— WHAT YOU NEED TO DO —
**1)** Could you reproduce the passage on Australian border closures word for word, starting at "He used the" and ending at "don’t have to?"?
**2)** Can you carry on the passage on Australian border closures from the point where it stops?

— READING PASSAGE —
+++

Mr Andrews confirmed the border closure was a “joint decision” and wouldn’t comment on who first raised it.

Closing borders should be the first and cheapest solution to stop or slow any infectious virus. Only a small part of the economy in most places depends on interstate holiday and conference travellers. Most of the economy can continue without them as long as there is no local spread and thus no local restrictions. But the freedom within the borders is only as good as the strength of “wall”. (And suddenly all the Australian leaders are nervously tightening their slightly leaky borders). Victoria is the reminder that only a strong border stands between any Australian town and this virus.

In a household lockdown the border is the fence around each house. It’s obviously (and always was) that national, state and regional borders are a bargain — no matter how expensive they are — rather than trying to do household lockdowns.

Clive Palmer (the coal mining sellout to Al Gore in 2014) is taking WA to the high court to get the state to open borders, and Scott Morrison and the Federal Government officially supported him, which looks fairly comical now.

Mark McGowan Premier of WA says: “It does not make sense for the federal government to be supporting a border closure between NSW and Victoria but on the other hand challenging Western Australia’s border in the High Court of Australia.

Only a week ago Scott Morrison was saying Queenslanders are the “biggest losers” from border closures, and was accusing Qld and SA Premiers of “lacking perspective” over their decision to close borders with Victoria.

Scott Morrison, June 18th: …they [borders] should never have been closed in the first place.

He used the magical absence-of-evidence argument. Who noticed the dodge?

 “That was never the medical expert advice that was given to National Cabinet. States have gone their own way,” he said.

Hopefully Morrison will now recognise the value of borders and stop pretending there is any medical excuse not to enforce them. For months now he’s been saying we’re keeping the international borders closed due to medical advice but demanded state borders were open for the same reason.

How many international leaders will be watching this and learning?

Some US states could stop the coming trainwreck if they just copied Australia. How many people in regional USA could lead normal safe lives if the big cities were ring-fenced? Why is the US still allowing viruses to fly in and fly around when they don’t have to?

+++

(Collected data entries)
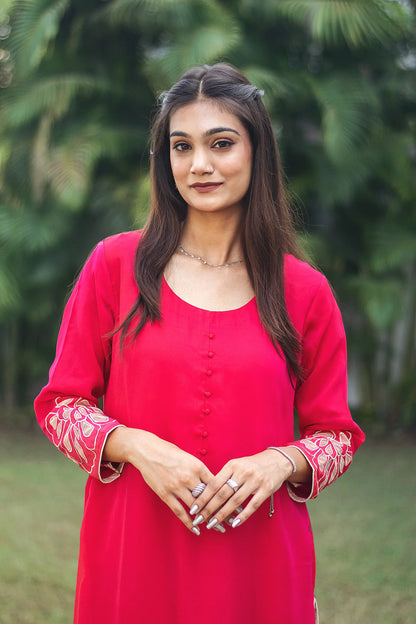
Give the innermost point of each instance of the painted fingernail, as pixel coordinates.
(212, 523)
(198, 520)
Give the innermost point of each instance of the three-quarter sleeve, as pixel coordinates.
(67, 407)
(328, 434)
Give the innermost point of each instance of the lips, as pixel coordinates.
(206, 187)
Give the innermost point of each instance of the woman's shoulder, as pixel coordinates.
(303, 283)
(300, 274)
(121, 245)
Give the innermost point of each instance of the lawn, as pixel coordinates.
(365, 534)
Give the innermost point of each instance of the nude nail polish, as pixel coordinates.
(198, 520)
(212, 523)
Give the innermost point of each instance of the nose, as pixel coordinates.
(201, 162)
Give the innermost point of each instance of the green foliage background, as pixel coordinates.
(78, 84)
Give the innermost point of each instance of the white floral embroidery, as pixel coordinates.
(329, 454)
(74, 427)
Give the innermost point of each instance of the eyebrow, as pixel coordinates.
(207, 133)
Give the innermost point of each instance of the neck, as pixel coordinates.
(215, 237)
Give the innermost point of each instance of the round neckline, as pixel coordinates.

+++

— RESPONSES —
**1)**
He used the magical absence-of-evidence argument. Who noticed the dodge?

 “That was never the medical expert advice that was given to National Cabinet. States have gone their own way,” he said.

Hopefully Morrison will now recognise the value of borders and stop pretending there is any medical excuse not to enforce them. For months now he’s been saying we’re keeping the international borders closed due to medical advice but demanded state borders were open for the same reason.

How many international leaders will be watching this and learning?

Some US states could stop the coming trainwreck if they just copied Australia. How many people in regional USA could lead normal safe lives if the big cities were ring-fenced? Why is the US still allowing viruses to fly in and fly around when they don’t have to?

**2)**
Australian state borders include at least two “twin” cities which straddle a border. In this case, while most of regional Victoria is fine and free, the twin cities of Albury Wodonga have suspect cases (NSW) and new cases (Vic). Seems like it would be wise to lock and test those two pronto.

Greg Sheridan on the Victorian Government’s Four Big Mistakes:

 The Victorian government made four stupid mistakes, even as it imposed the toughest lockdown regime in Australia.

First, it didn’t supervise the quarantine hotels properly. It chose to use untrained security guards without even the most elementary common sense of having them supervised by police officers, soldiers or prison guards.

Second, it made no serious effort to stop the Black Lives Matter mass demonstrations, unlike other governments.

Third, Victoria was not as energetic in contact tracing as other jurisdictions.

And fourth, a state government that prides itself on its multicultural credentials was not effective in communicating the social-distancing message to several ethnic and religious minorities whose generally perfectly innocent cultural practices were prone to spreading the virus.

As I said, the BLM rallies may or may not have spread the virus, but they blew away the community compliance with isolation and restrictions. At least the other states in Australia tried to stop the rallies. In Victoria, Andrews just fined the leaders, but everyone else knew it was fine. How much did the BLM rallies matter? We don’t know.


Shelves being cleared out in some Melbourne stores. Can’t hurt to stock up wherever you are.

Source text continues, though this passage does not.